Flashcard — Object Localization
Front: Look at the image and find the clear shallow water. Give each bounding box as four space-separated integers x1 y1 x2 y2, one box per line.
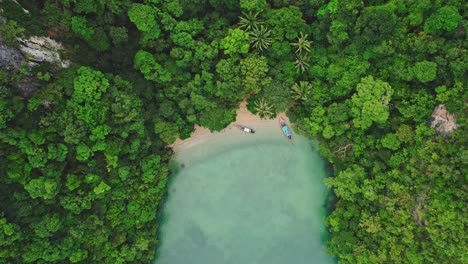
155 124 335 264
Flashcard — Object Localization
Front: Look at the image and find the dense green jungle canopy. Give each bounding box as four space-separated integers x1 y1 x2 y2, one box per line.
0 0 466 263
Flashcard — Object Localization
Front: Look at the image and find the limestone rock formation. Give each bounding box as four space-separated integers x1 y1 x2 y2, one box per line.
19 36 70 68
1 19 70 96
430 104 460 137
0 35 25 70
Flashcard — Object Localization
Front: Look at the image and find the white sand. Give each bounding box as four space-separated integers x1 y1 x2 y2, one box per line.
169 100 290 153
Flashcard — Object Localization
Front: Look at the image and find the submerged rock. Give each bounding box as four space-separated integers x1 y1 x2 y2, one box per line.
430 104 460 137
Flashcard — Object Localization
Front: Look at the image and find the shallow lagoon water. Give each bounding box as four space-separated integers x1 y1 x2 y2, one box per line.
155 124 335 264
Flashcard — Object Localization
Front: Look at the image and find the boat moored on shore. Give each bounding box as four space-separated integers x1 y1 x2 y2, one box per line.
235 124 255 134
279 117 292 140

· · · · · · ·

• _ASSIGNMENT_
Set down the records again verbatim, with no pictures.

• _SOLUTION TO THIS EXERCISE_
Flashcard — Object Localization
Front: Look at the image and find the clear shallow water. Give each bounding box as four space-separated integers x1 y1 x2 y2, one box per line.
155 124 335 264
Flashcard — Object Localization
Front: Look at the image and find the dense green jungle canopy. Give each bounding box as four space-separated integers x1 y1 x2 y2, one box per line.
0 0 466 263
Flashcard — Object Localization
Front: Look at the image and find the limestone rock formation. Give each bounding box as four space-separated integers x1 y1 x2 y2, one box per line.
19 36 70 68
1 19 70 96
430 104 460 137
0 35 25 70
Flashcard — Object Localization
Front: Look at the image and find the white sand. Give each bounding box as four space-separated integers x1 y1 x2 y2, one box per line.
169 100 290 153
Flashcard — Object Localization
Front: Look at the image and find the submerged rock. Give each bounding box as four space-separated integers x1 y1 x2 y2, one box per line.
430 104 460 137
Flashcard — Object Localization
Front: Look at the image and find the shallow lagoon water. Give each bounding box as four space-separated integers x1 y1 x2 y2, one box per line.
155 124 335 264
Flashcard — Object Localization
Front: Look at the image and find the boat moored on shore. Give each bounding box as four space-separated integers x1 y1 x2 y2, one box per line.
235 124 255 134
279 117 292 140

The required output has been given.